(EXTRACTED RECORDS):

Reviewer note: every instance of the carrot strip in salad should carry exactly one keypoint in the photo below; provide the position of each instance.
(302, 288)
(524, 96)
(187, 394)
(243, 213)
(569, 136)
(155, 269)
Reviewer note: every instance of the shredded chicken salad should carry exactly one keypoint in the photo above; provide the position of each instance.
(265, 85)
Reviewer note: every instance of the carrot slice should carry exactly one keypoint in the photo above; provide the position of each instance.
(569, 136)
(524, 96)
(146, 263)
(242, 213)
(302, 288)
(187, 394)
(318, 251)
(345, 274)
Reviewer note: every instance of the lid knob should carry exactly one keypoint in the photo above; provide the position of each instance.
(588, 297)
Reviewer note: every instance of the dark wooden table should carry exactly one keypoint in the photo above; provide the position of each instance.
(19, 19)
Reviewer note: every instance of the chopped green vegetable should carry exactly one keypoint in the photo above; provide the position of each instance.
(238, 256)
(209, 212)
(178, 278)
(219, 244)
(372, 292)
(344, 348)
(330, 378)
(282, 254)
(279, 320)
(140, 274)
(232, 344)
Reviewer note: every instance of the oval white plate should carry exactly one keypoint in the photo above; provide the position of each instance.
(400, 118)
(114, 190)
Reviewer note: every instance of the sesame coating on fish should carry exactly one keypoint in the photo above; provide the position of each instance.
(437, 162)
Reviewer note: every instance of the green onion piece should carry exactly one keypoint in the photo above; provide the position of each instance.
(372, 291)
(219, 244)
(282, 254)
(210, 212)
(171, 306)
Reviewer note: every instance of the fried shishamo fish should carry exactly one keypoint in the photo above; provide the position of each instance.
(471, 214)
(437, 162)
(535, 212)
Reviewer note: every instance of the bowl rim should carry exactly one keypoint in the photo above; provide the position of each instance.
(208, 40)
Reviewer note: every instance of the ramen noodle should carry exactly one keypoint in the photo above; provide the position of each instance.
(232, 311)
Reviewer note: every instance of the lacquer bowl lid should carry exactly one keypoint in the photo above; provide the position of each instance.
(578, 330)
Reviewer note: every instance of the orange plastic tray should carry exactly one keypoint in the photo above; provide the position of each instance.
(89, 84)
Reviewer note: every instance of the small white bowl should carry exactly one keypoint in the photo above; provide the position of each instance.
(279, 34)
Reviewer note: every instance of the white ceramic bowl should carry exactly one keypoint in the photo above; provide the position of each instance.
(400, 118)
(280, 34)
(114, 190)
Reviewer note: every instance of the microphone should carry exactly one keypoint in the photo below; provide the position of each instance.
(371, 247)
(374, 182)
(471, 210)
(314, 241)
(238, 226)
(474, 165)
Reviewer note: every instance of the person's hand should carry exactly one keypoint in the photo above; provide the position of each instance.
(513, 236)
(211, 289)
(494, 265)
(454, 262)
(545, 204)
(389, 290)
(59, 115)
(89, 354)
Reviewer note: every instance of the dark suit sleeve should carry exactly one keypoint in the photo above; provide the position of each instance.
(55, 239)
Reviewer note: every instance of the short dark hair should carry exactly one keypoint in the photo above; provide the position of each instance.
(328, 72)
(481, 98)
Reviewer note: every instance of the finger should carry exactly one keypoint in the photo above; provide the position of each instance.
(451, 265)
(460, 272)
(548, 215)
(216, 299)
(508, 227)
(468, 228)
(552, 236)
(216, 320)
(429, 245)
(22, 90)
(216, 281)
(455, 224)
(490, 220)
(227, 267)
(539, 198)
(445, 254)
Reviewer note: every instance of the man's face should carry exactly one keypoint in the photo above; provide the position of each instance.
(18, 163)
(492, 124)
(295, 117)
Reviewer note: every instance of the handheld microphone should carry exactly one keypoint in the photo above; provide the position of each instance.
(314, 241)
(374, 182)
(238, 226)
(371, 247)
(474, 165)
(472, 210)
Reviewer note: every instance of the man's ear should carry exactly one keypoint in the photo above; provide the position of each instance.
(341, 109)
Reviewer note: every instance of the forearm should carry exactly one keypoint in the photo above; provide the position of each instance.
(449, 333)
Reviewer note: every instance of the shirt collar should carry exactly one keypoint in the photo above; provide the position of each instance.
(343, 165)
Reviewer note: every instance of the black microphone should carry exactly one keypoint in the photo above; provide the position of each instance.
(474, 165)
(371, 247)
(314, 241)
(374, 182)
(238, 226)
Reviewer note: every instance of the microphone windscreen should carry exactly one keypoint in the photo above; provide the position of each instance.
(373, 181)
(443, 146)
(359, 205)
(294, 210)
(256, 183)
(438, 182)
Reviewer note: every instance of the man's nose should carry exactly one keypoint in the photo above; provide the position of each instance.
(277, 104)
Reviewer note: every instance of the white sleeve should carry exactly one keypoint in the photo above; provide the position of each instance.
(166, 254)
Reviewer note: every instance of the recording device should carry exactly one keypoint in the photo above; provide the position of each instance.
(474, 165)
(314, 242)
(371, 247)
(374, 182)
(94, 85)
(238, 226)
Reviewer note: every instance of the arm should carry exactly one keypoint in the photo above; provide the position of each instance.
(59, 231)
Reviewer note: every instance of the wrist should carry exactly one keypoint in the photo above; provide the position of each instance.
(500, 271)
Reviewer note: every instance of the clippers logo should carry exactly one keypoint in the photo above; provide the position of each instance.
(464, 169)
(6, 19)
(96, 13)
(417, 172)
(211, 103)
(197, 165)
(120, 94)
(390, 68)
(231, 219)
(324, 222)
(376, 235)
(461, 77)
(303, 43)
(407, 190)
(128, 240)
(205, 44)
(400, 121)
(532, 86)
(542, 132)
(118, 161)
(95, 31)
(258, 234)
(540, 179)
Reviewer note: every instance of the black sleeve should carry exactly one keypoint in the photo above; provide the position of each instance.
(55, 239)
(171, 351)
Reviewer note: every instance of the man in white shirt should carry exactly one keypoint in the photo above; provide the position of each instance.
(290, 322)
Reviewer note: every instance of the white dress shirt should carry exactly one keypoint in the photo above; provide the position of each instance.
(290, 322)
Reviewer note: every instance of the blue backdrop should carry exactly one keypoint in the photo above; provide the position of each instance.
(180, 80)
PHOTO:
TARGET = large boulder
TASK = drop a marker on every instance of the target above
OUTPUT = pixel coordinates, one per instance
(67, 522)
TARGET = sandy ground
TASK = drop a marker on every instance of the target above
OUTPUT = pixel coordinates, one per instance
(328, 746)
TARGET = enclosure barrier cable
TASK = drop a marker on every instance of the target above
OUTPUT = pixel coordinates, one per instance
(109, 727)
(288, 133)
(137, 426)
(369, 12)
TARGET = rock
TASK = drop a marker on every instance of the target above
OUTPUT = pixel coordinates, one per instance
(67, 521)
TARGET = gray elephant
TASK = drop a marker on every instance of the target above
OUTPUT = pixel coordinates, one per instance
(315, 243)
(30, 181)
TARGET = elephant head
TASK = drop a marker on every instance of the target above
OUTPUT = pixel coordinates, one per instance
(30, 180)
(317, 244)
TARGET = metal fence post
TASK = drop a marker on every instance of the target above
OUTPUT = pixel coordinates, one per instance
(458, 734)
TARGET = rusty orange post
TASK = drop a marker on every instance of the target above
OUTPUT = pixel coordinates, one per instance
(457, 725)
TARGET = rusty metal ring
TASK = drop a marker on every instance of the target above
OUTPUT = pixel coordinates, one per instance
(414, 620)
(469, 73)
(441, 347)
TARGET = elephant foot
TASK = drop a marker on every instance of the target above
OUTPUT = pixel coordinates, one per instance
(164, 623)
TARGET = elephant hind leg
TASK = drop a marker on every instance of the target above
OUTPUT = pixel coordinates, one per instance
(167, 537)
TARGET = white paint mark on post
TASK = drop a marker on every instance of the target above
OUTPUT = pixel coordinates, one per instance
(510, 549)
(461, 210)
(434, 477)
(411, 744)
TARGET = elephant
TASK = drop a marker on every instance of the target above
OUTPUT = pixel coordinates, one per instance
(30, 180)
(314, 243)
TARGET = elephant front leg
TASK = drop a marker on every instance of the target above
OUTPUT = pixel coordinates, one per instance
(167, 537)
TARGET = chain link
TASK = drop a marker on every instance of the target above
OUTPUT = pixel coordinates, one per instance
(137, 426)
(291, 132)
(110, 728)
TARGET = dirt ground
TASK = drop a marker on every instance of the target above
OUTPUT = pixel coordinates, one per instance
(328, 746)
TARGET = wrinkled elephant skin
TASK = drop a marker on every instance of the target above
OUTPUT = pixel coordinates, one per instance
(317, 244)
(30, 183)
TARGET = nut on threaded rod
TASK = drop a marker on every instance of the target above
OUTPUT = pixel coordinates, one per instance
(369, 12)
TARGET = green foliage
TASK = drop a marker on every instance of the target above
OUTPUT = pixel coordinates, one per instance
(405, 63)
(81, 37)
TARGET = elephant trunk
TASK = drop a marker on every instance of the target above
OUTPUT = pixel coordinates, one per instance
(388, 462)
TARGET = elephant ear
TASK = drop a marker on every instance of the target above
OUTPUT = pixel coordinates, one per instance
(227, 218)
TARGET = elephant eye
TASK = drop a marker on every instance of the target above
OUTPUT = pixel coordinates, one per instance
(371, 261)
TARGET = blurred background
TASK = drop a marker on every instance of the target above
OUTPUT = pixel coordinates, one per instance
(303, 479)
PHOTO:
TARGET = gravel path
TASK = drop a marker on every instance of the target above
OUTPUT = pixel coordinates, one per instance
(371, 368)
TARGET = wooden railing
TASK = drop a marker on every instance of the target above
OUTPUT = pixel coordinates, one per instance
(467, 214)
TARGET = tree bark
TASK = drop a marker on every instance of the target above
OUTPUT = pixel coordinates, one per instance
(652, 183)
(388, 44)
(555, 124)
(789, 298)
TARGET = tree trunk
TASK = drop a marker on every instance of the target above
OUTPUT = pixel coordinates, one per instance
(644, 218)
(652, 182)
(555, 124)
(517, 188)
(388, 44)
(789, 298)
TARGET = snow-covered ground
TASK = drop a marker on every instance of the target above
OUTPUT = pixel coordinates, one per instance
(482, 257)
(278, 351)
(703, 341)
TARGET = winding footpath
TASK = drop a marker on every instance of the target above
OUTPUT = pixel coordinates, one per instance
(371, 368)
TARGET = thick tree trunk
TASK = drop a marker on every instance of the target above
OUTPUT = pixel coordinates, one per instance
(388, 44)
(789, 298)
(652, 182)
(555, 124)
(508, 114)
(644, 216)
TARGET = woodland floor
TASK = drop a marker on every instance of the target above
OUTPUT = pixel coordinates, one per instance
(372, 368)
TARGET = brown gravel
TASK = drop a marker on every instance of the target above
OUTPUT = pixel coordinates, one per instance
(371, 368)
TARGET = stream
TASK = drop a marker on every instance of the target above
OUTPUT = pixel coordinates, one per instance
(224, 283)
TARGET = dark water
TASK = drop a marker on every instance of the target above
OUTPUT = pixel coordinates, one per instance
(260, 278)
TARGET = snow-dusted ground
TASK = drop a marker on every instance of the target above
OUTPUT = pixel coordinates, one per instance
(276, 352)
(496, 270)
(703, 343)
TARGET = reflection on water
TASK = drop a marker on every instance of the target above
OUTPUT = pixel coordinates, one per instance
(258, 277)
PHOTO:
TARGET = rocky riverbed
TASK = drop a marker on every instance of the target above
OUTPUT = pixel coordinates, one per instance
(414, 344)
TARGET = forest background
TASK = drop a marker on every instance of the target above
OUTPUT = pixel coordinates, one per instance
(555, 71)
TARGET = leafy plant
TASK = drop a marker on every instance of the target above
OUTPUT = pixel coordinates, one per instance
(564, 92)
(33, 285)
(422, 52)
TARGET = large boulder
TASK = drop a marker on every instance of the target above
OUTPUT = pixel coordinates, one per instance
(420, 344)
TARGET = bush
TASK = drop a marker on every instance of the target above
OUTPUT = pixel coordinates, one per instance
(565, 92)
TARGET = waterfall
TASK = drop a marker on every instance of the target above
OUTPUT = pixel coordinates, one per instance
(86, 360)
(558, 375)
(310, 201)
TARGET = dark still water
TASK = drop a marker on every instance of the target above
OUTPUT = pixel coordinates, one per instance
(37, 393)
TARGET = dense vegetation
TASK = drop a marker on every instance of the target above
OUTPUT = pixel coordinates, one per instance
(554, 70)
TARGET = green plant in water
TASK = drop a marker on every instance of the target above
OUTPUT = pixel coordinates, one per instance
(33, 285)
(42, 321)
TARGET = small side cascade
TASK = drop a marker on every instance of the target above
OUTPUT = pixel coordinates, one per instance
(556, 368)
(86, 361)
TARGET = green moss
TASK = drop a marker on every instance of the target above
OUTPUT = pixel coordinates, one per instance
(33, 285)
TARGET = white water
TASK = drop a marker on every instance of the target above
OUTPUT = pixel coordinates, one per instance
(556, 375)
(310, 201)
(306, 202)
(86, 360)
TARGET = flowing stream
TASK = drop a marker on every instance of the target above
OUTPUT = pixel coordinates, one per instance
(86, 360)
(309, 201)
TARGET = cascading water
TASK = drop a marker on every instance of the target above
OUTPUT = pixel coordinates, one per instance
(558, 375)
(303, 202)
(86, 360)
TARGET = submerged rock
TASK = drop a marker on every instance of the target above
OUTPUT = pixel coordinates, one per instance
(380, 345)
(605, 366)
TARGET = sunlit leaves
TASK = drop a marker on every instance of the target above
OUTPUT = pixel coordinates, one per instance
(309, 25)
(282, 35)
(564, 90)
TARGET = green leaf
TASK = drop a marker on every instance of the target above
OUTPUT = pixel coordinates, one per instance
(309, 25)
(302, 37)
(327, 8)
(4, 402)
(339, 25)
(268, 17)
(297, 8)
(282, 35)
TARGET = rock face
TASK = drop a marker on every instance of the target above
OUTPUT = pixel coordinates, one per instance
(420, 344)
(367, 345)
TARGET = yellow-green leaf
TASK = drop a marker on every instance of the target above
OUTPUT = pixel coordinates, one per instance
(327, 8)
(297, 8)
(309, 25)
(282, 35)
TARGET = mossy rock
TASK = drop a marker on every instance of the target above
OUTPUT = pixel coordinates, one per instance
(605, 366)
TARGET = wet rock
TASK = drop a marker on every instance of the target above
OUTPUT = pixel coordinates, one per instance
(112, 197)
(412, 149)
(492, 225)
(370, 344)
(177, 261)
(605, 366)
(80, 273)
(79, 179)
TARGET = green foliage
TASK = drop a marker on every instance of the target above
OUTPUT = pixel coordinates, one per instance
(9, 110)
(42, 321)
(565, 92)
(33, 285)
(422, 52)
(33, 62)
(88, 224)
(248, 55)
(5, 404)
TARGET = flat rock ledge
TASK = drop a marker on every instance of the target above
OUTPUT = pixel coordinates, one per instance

(TASK DESCRIPTION):
Each line of the listing above that contains the word "plant" is to be copied.

(RESPONSE):
TARGET = leafy plant
TARGET = green plant in water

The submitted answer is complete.